### Your tasks
• A. Answer these from the forum thread, one line each, marked as the questions are:
(i) In the post at the top of the thread, how old is the daughter?
(ii) What does tacoma say he would be considering?
(iii) According to gonefishin, whom should the person addressed back off from for a while?
• B. For each statement, say yes or no depending on whether the forum thread supports it, and quote the words of the thread that decide it:
(i) The thread's title says "considering divorce".
(ii) Ten_year_hubby believes in threatening divorce.
(iii) gonefishin describes the person addressed as a stay at home mom.

### Passage
● ● ● ●
To be quite blunt, your husband married into a mess.

Your ex is the father of your 7 year old daughter. You cheated on your husband with your ex.

Your friend thinks you should divorce your current husband and get back with your ex? The ex who is still a good friend of your friend.

There's a lack of privacy here. You telling your friend about your marriage problems, who then passes them on to your ex?

I can see why your husband is cautious. Could it be that he's trying to protect the marriage? 

Does your husband know why your previous relationship broke down? Is he trying to prevent the same from happening now?


----------



## aug (Aug 21, 2011)

btw, the title says "considering divorce". Who's considering divorce?


----------



## tacoma (May 1, 2011)

aug said:


> btw, the title says "considering divorce". Who's considering divorce?


I would think her husband would be considering divorce.

I know I would be.


----------



## gonefishin (Oct 7, 2011)

SI28

Personally, I would kick you to the curb. Your married with two children. Your a stay at home mom, while your husband is out working trying to support the family.

Get your act together. He is your husband. You should be commited to him and your children period. Unstead you do not respect his schedule, your out all night having a good time. I would hang you out to try and then hand you a newspaper with the help wanted section open for your review.

Be very careful of your "friend". If she was a good friend and had half a brain in in her head she would be helping you and not trying to undermine your marriage.

Keep in mind if your marriage fails, you fail. Look around at all the single parents out there trying to make it financially work.

Your situation is very petty. It sound like your husband is reasonable. My advise, back off from your friend for a while and work on your relationship with your husband. Once he feels better about the marriage and you, slowly bring your friend back into the picture.

Good friends will always be there for you. Your not married to your friend remember that.


----------



## Ten_year_hubby (Jun 24, 2010)

My wife's friends and family all conspired against me and created a divorce juggernaut that only fell one signature short (mine) of sentencing our kids to live in garden apartments, attend mediocre schools and grow up in broken homes for the rest of their childhood. I'm a saved man so I don't harbor hate in my heart but I don't like or trust any of them, I don't want them around and I don't want to be around them. However, I do pray for them.

I don't believe in threatening divorce and I don't believe in making my wife do or not do anything she doesn't believe in, but I hope I am making clear the level of disapproval I feel for her having anything to do with these people. If she sees them (and she does) then so be it but if I hear about it I'm not going to be happy.


----------



## SI28 (Oct 21, 2011)

Well thank you everyone for making me realize how horrible of a wife and friend I am. I will just go crawl in a dark hole.


----------



## aug (Aug 21, 2011)

It all depends what you think your priorities are. And how much effort you want to put in.


----------



## Unsure in Seattle (Sep 6, 2011)
● ● ● ●
### Source material

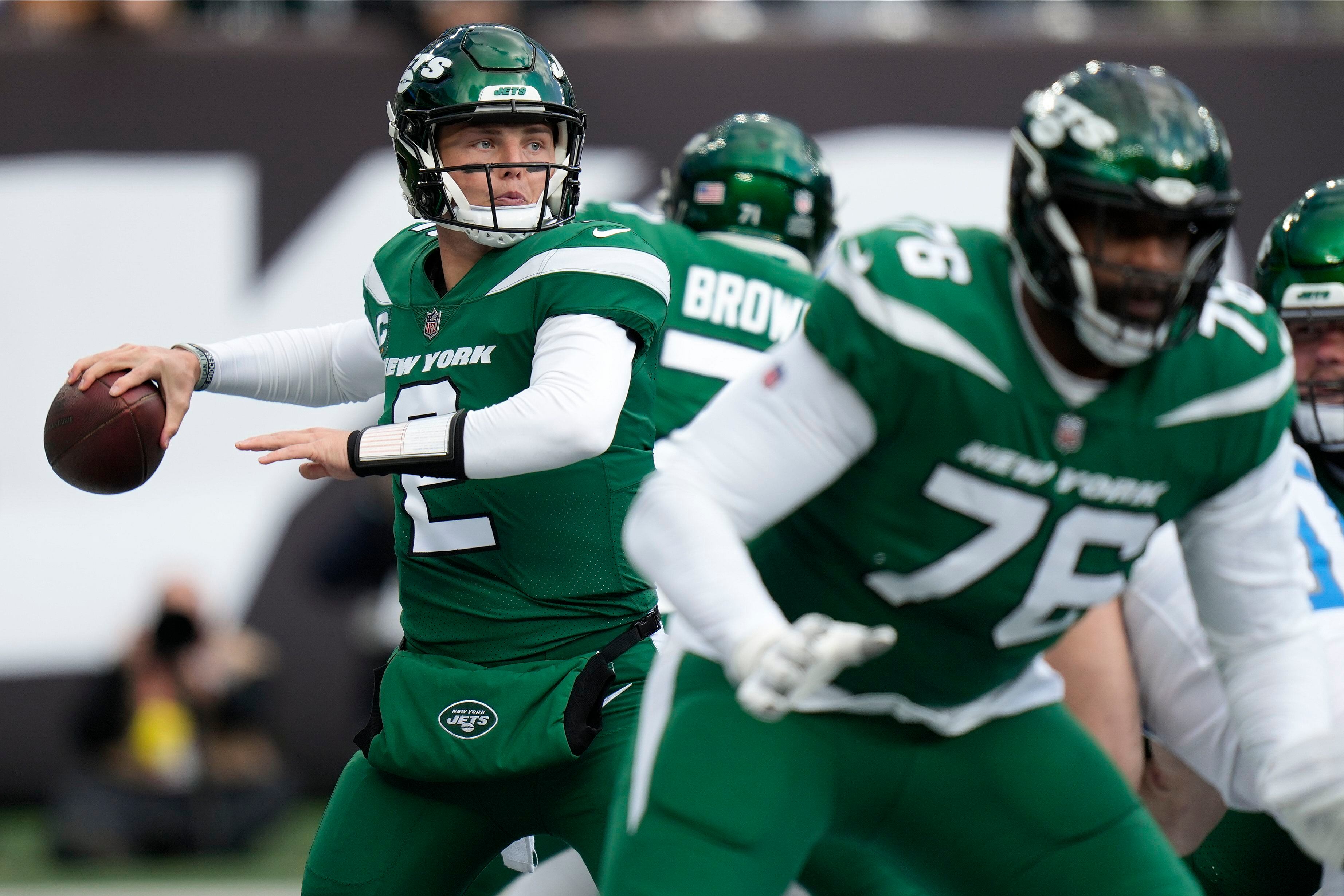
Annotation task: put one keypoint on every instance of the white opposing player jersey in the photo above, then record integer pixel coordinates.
(1182, 695)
● ● ● ●
### Response list
• A.
(i) 7 years old
(ii) Divorce
(iii) Her friend

• B.
(i) Yes: "the title says "considering divorce""
(ii) No: "I don't believe in threatening divorce"
(iii) Yes: "Your a stay at home mom"